Social Security Disability Demographics in Rural America
Published: 2013-07-29 - Updated: 2021-08-30
Author: Thomas C. Weiss | Contact: Disabled World (www.disabled-world.com)
Synopsis: Document examines several employment statistics and rates of disability in certain rural areas of the United States. Disability benefits are received by those who experience persistent physical or mental forms of disabilities such as chronic back pain, cancer, schizophrenia, or persistent anxiety. Overall, approximately 6% of the working-age population in the United States receives disability payments through Social Security Disability programs (SSDI) or Supplemental Security Income (SSI)
The year 1957 found the Social Security Disability system beginning as a way to help people who were too ill to work. By the year 2009, greater than 9.6 million people in the United States were counted as being disabled. The rates of disability in rural areas of the United States are 80% higher than they are in the cities of this nation.
More than one-fourth of working-age adults in Buchanan County, Virginia for example, received disability payments from the Social Security Administration in the year 2009. There were almost 16,000 working-age adults in Buchanan County at this time; the County is a coal mining one next to Kentucky and West Virginia. Slightly more than 4,400 people were counted as being disabled.
Chart showing the percentages of people receiving Social Security Disability by area
Of the more than 9.6 million people in the United States who received Social Security Disability payments, qualification meant showing they were unable to work due to a disability, and that the disability was expected to last for more than one year. Disability benefits are received by those who experience persistent physical or mental forms of disabilities such as chronic back pain, cancer, schizophrenia, or persistent anxiety. The qualification process for the Social Security Disability program has become more difficult over time, experiencing backlogs of applicants.

Saved data entries:
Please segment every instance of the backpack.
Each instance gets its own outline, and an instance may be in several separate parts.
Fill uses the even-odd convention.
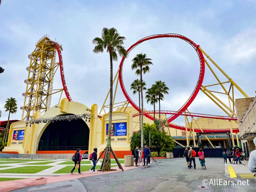
[[[195,150],[193,150],[192,151],[192,156],[193,157],[196,157],[196,151],[195,151]]]
[[[75,159],[76,158],[76,153],[75,153],[75,154],[73,154],[73,155],[72,155],[72,158],[71,158],[71,159],[72,159],[72,161],[75,161]]]
[[[91,161],[91,160],[93,160],[93,153],[92,153],[90,155],[90,157],[89,158],[89,160],[90,160],[90,161]]]

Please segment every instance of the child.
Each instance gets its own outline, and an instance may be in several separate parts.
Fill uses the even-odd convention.
[[[223,157],[223,158],[224,159],[224,163],[225,163],[225,162],[226,162],[226,163],[227,163],[227,154],[225,153],[225,151],[223,151],[223,154],[222,154],[222,157]]]
[[[246,158],[245,158],[245,152],[244,151],[244,153],[243,154],[243,156],[244,156],[244,160],[246,161]]]

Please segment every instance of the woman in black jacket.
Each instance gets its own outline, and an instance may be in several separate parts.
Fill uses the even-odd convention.
[[[75,161],[74,161],[74,162],[75,163],[75,166],[73,167],[72,170],[70,172],[70,174],[71,175],[73,175],[73,172],[74,170],[76,169],[76,165],[77,164],[79,164],[79,168],[78,168],[78,174],[82,174],[82,173],[81,173],[80,171],[80,165],[81,160],[80,159],[80,156],[82,155],[80,154],[80,151],[81,150],[80,148],[78,148],[76,150],[76,153],[75,154]],[[81,159],[82,159],[82,157],[81,157]]]

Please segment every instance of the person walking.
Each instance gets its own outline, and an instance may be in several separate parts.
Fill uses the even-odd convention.
[[[241,162],[241,159],[240,158],[240,153],[239,153],[238,150],[239,149],[238,148],[237,148],[236,149],[236,152],[235,153],[235,155],[236,155],[236,158],[237,159],[237,161],[236,163],[236,165],[237,165],[237,161],[239,161],[239,164],[243,164],[242,163],[242,162]]]
[[[227,150],[226,154],[227,154],[227,157],[229,159],[229,163],[232,163],[231,162],[231,157],[232,157],[232,153],[231,153],[231,151],[230,150],[228,149]]]
[[[192,161],[193,161],[193,163],[194,164],[194,169],[196,169],[196,160],[195,159],[195,157],[196,157],[196,153],[194,150],[192,149],[192,147],[191,147],[189,148],[189,150],[188,151],[188,157],[189,158],[189,166],[188,167],[189,169],[191,169],[192,166],[191,166],[191,163]]]
[[[256,147],[256,137],[253,139],[253,143]],[[252,173],[256,172],[256,150],[254,150],[250,153],[250,158],[248,161],[248,168]],[[255,176],[255,174],[254,175]]]
[[[76,165],[77,164],[79,164],[79,168],[78,168],[78,174],[82,174],[82,173],[81,173],[80,171],[80,165],[81,165],[81,161],[82,159],[82,156],[81,154],[80,154],[80,152],[81,150],[80,148],[78,148],[76,150],[76,153],[74,154],[75,157],[75,160],[74,161],[74,162],[75,163],[75,166],[72,169],[72,170],[70,172],[70,174],[71,175],[73,175],[73,172],[76,169]]]
[[[138,163],[138,159],[139,159],[139,146],[137,146],[134,150],[134,154],[135,154],[135,165],[136,167],[138,167],[137,165]]]
[[[203,151],[203,150],[200,148],[197,153],[199,157],[199,161],[201,164],[201,169],[206,169],[205,166],[205,159],[204,159],[204,152]]]
[[[243,156],[244,156],[244,160],[246,161],[246,158],[245,157],[245,152],[244,151],[244,153],[243,153]]]
[[[97,172],[95,171],[95,167],[96,167],[96,162],[97,161],[97,151],[98,151],[98,149],[97,148],[94,148],[93,149],[93,151],[94,151],[93,153],[93,160],[91,160],[93,163],[93,167],[90,170],[90,172],[91,173],[97,173]]]
[[[143,151],[144,151],[144,158],[143,161],[144,162],[144,164],[143,165],[143,166],[144,166],[145,165],[147,166],[148,164],[148,155],[150,153],[150,151],[149,149],[147,148],[147,146],[146,145],[145,146],[145,148],[144,148]],[[147,158],[146,165],[145,162],[146,158]]]
[[[225,162],[226,162],[226,163],[227,163],[227,154],[226,154],[225,153],[225,151],[223,151],[222,152],[222,157],[223,157],[223,159],[224,159],[224,163],[225,163]]]
[[[188,165],[189,162],[189,158],[188,157],[188,148],[186,147],[185,150],[184,151],[184,157],[186,157],[186,161],[187,161],[187,164],[188,165],[188,167],[189,167]]]

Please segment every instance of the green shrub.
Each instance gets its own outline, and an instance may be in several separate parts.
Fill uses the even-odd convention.
[[[157,151],[152,151],[151,152],[151,157],[158,157],[158,154]]]
[[[166,157],[166,151],[162,151],[159,153],[159,156],[160,157]]]

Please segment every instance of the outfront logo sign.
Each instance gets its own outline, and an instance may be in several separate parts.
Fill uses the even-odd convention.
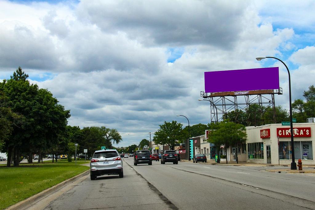
[[[246,95],[248,94],[249,92],[249,91],[242,91],[241,92],[234,92],[234,95]]]
[[[267,128],[260,130],[260,138],[261,139],[270,138],[270,129]]]
[[[280,138],[291,137],[289,128],[278,128],[277,129],[277,135]],[[294,137],[311,137],[310,128],[293,128],[293,136]]]

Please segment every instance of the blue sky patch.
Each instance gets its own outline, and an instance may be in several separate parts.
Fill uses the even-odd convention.
[[[185,52],[184,48],[167,48],[167,54],[169,56],[167,59],[168,63],[174,63],[177,59],[181,57]]]

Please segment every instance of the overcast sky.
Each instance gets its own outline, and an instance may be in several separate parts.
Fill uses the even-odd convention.
[[[0,79],[20,66],[71,110],[69,125],[137,144],[164,121],[187,126],[176,114],[210,122],[198,100],[205,71],[279,66],[276,105],[288,109],[285,67],[256,57],[284,60],[303,99],[315,83],[314,11],[314,1],[0,0]]]

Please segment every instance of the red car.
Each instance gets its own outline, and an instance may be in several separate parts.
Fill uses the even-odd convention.
[[[158,157],[158,154],[153,154],[152,155],[152,160],[156,161],[159,161],[160,158]]]

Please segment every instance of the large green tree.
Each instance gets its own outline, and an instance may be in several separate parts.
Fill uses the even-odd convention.
[[[297,122],[306,122],[306,119],[315,117],[315,87],[311,85],[308,90],[303,92],[306,100],[296,99],[292,104],[292,115]]]
[[[65,134],[70,111],[58,104],[52,94],[37,85],[31,84],[28,75],[19,67],[11,78],[0,83],[0,91],[7,97],[8,107],[23,116],[20,126],[14,124],[12,134],[5,141],[8,153],[7,166],[13,157],[14,166],[18,165],[21,156],[42,153]]]
[[[224,145],[227,153],[227,148],[230,145],[244,142],[247,139],[245,127],[241,124],[224,121],[209,124],[209,127],[213,130],[208,136],[208,141],[215,145],[217,147]]]
[[[171,122],[164,122],[160,125],[160,128],[156,131],[153,140],[156,144],[167,145],[170,148],[174,149],[175,144],[182,143],[184,139],[186,132],[182,132],[183,125],[173,121]]]

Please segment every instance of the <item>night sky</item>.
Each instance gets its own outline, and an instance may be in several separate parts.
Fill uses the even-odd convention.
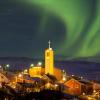
[[[0,0],[0,56],[100,56],[100,0]]]

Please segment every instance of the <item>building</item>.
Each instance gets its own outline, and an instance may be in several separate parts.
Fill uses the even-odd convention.
[[[65,82],[64,85],[68,87],[68,93],[72,95],[92,94],[93,92],[93,84],[87,81],[72,78]]]
[[[44,75],[44,68],[41,66],[34,66],[29,69],[30,77],[41,77]]]
[[[50,41],[49,48],[45,50],[45,74],[51,74],[54,75],[54,51],[50,47]]]
[[[32,66],[29,68],[30,77],[42,77],[44,74],[54,75],[57,80],[61,80],[62,71],[59,68],[54,67],[54,51],[50,47],[45,50],[45,68],[42,66]]]

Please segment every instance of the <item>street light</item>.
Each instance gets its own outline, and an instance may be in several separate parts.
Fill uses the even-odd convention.
[[[9,67],[10,67],[10,65],[9,65],[9,64],[7,64],[7,65],[6,65],[6,67],[7,67],[7,68],[9,68]]]
[[[38,65],[41,66],[42,65],[42,62],[38,62]]]
[[[34,66],[34,64],[31,64],[30,66],[31,66],[31,67],[33,67],[33,66]]]

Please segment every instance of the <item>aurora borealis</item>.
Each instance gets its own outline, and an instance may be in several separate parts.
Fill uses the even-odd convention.
[[[8,49],[11,56],[40,57],[48,40],[52,41],[56,55],[62,57],[100,55],[100,0],[0,0],[0,3],[5,5],[0,11],[2,56],[9,56]]]

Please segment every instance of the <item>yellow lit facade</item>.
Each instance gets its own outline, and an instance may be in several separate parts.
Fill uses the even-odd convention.
[[[45,74],[54,75],[54,52],[50,47],[50,42],[49,48],[45,50]]]
[[[29,69],[30,77],[41,77],[44,74],[44,68],[34,66]]]

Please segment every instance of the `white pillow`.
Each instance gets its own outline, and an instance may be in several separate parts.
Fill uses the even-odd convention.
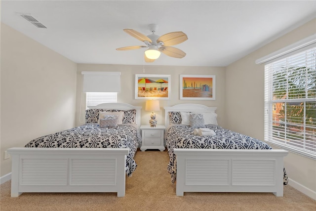
[[[181,119],[182,119],[181,124],[190,125],[190,113],[180,112],[180,114],[181,114]]]
[[[124,112],[118,111],[117,112],[110,112],[108,111],[101,111],[99,112],[99,120],[98,123],[100,125],[100,120],[104,119],[104,116],[106,115],[118,115],[118,124],[123,124],[123,117],[124,117]]]
[[[194,114],[201,114],[203,115],[204,125],[215,125],[217,124],[217,114],[213,112],[192,112]]]

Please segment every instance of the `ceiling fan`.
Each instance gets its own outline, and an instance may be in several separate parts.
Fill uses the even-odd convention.
[[[135,38],[143,42],[146,45],[134,45],[117,48],[117,50],[135,50],[136,49],[148,47],[148,49],[145,51],[144,57],[146,62],[153,62],[158,59],[160,56],[160,52],[167,56],[174,58],[183,58],[186,55],[186,53],[180,49],[171,47],[183,42],[188,40],[187,35],[182,32],[170,32],[159,36],[155,34],[158,28],[157,24],[150,24],[149,25],[151,35],[148,36],[135,31],[133,29],[125,29],[123,31],[134,37]]]

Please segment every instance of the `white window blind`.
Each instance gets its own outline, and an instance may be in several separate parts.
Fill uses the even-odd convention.
[[[81,72],[83,92],[119,92],[120,72]]]
[[[87,92],[86,106],[89,108],[101,103],[116,103],[117,100],[116,92]]]
[[[316,159],[316,47],[265,66],[265,140]]]

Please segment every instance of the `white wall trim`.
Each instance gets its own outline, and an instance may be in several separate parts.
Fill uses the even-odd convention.
[[[309,188],[296,182],[293,179],[291,179],[290,178],[288,178],[288,185],[304,193],[307,196],[311,197],[314,200],[316,200],[316,191],[311,190]]]
[[[4,182],[11,179],[11,172],[3,175],[0,177],[0,184],[3,184]]]

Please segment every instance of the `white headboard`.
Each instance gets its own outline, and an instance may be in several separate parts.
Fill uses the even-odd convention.
[[[95,106],[89,106],[89,108],[101,108],[103,109],[118,109],[122,110],[128,110],[131,109],[135,109],[136,110],[136,122],[138,126],[140,127],[141,117],[140,111],[142,109],[141,106],[134,106],[132,105],[127,103],[102,103],[96,105]]]
[[[164,109],[164,126],[166,127],[169,125],[168,112],[170,111],[191,112],[202,111],[203,112],[215,113],[217,108],[207,107],[201,104],[184,103],[171,107],[164,107],[163,108]]]

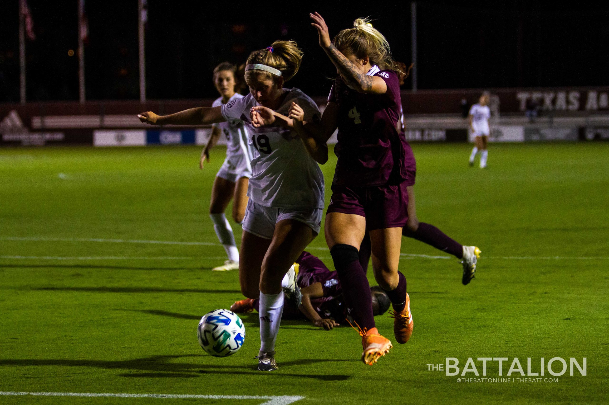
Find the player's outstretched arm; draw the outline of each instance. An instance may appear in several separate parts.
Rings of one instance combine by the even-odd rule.
[[[311,25],[317,29],[319,46],[325,51],[330,60],[336,66],[340,77],[348,85],[361,93],[384,94],[387,92],[385,80],[376,76],[368,76],[365,72],[361,72],[357,66],[332,44],[328,26],[319,13],[315,12],[314,13],[309,13],[309,16],[313,20]]]
[[[168,116],[158,116],[152,111],[146,111],[138,114],[142,122],[151,125],[201,125],[224,122],[221,107],[198,107],[189,108],[183,111]]]
[[[313,283],[308,287],[305,287],[300,290],[303,294],[302,302],[300,303],[300,312],[304,314],[309,320],[313,322],[313,325],[320,328],[323,328],[326,330],[331,330],[334,327],[339,326],[333,319],[323,319],[313,308],[313,305],[311,303],[311,298],[321,298],[323,296],[323,289],[322,288],[321,283]]]

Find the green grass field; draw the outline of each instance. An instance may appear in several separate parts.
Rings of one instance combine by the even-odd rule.
[[[303,404],[607,403],[609,144],[491,145],[486,170],[468,167],[470,147],[413,147],[419,219],[481,248],[475,280],[461,285],[454,258],[407,255],[446,256],[404,238],[410,341],[368,367],[351,328],[283,322],[272,373],[255,370],[255,314],[243,317],[245,342],[233,356],[207,355],[196,339],[202,315],[242,298],[237,272],[210,271],[224,260],[208,216],[224,150],[203,171],[199,147],[0,150],[0,391],[298,395]],[[323,167],[326,205],[335,162]],[[333,269],[325,248],[322,232],[311,251]],[[392,320],[376,318],[392,339]],[[568,365],[585,357],[587,375],[468,383],[428,370],[446,358],[462,370],[470,357],[509,358],[504,378],[515,357],[525,372],[529,357],[537,372],[541,357]],[[498,368],[489,362],[487,377],[499,378]],[[0,396],[2,404],[269,400]]]

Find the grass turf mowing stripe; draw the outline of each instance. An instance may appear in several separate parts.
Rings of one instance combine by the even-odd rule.
[[[199,395],[192,394],[136,394],[114,393],[111,392],[18,392],[15,391],[0,391],[0,395],[19,396],[33,395],[35,396],[113,396],[118,398],[158,398],[174,399],[203,400],[270,400],[261,405],[288,405],[303,399],[304,396],[292,395]]]

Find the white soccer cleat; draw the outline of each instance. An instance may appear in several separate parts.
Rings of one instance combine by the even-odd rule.
[[[297,308],[300,306],[303,295],[300,292],[300,288],[296,283],[296,271],[294,266],[290,268],[286,275],[287,276],[288,284],[287,287],[283,288],[283,292],[290,303]]]
[[[463,265],[463,279],[461,282],[463,285],[467,285],[474,278],[476,273],[476,265],[480,257],[481,250],[477,246],[463,246],[463,260],[461,264]]]
[[[214,267],[212,271],[230,271],[231,270],[239,270],[239,262],[234,260],[227,260],[222,266]]]

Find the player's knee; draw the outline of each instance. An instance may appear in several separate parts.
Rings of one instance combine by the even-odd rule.
[[[344,271],[349,263],[359,260],[357,248],[350,244],[335,244],[330,251],[330,255],[334,262],[334,268],[339,273]]]
[[[407,222],[406,222],[406,226],[403,228],[402,233],[407,232],[409,234],[414,234],[417,229],[418,229],[418,220],[417,218],[409,217]],[[406,236],[410,235],[406,235]]]
[[[400,279],[395,277],[393,272],[387,271],[375,271],[375,279],[379,286],[387,291],[395,289],[400,282]]]

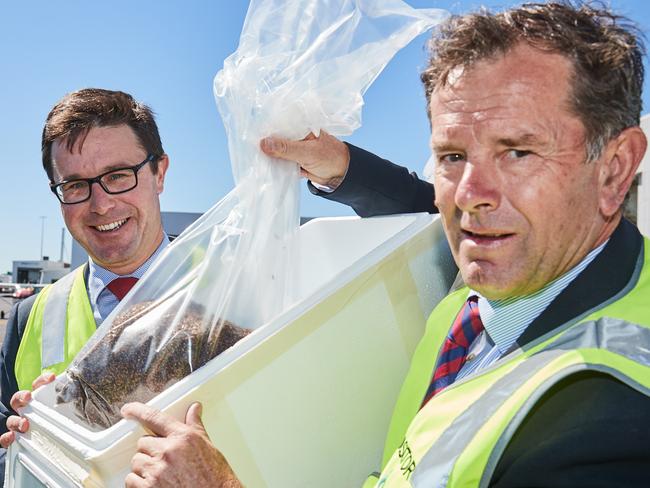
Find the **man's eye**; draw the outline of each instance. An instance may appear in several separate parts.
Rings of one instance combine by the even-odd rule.
[[[123,178],[128,178],[128,177],[129,177],[129,173],[127,173],[125,171],[123,171],[123,172],[116,171],[115,173],[110,173],[110,174],[106,175],[106,179],[109,180],[109,181],[118,181],[118,180],[121,180]]]
[[[508,151],[508,157],[511,159],[521,159],[532,154],[531,151],[525,151],[523,149],[510,149]]]
[[[70,181],[63,185],[63,191],[76,191],[85,188],[87,183],[85,181]]]
[[[464,159],[465,156],[460,153],[443,154],[440,156],[441,163],[457,163],[459,161],[463,161]]]

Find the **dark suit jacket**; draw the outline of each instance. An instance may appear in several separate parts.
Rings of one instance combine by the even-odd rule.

▶ [Directions]:
Can you reproduce, word for word, the part of the article on Social Security Disability in rural America that begins at the words "The year 1957" and stops after the words "people were counted as being disabled."?

▶ [Response]:
The year 1957 found the Social Security Disability system beginning as a way to help people who were too ill to work. By the year 2009, greater than 9.6 million people in the United States were counted as being disabled. The rates of disability in rural areas of the United States are 80% higher than they are in the cities of this nation.
More than one-fourth of working-age adults in Buchanan County, Virginia for example, received disability payments from the Social Security Administration in the year 2009. There were almost 16,000 working-age adults in Buchanan County at this time; the County is a coal mining one next to Kentucky and West Virginia. Slightly more than 4,400 people were counted as being disabled.